*Set problem*. Rewrite the entries starting at the line that contains "the dog's tail" and ending at the last line of the entries, keeping every line. Shift each coordinate in the answers by -92.

________________

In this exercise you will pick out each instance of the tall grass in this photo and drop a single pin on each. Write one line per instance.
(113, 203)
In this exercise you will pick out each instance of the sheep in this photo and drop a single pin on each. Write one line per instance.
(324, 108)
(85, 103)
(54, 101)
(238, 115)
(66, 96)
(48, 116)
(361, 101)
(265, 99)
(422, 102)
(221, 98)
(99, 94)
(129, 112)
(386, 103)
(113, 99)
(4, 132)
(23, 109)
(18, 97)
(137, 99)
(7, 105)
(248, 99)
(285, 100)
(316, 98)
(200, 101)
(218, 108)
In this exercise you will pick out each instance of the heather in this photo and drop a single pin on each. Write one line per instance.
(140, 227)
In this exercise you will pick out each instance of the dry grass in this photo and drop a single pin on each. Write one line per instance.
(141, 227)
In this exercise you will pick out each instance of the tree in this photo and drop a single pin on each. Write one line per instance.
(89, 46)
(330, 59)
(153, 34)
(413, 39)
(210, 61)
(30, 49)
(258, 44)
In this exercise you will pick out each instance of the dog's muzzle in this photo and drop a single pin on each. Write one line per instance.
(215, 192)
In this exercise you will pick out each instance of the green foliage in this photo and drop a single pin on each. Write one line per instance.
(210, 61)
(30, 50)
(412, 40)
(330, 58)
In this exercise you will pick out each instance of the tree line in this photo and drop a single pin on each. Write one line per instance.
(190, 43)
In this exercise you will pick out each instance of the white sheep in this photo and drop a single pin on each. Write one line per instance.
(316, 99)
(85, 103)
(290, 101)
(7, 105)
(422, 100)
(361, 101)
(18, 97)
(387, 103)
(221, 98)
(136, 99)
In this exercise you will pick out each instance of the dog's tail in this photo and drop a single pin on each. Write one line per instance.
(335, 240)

________________

*Output for this task*.
In this exercise you will pick out each instance of the dog's tail in this photo and drop a single pin on each. Write one line per instance.
(243, 148)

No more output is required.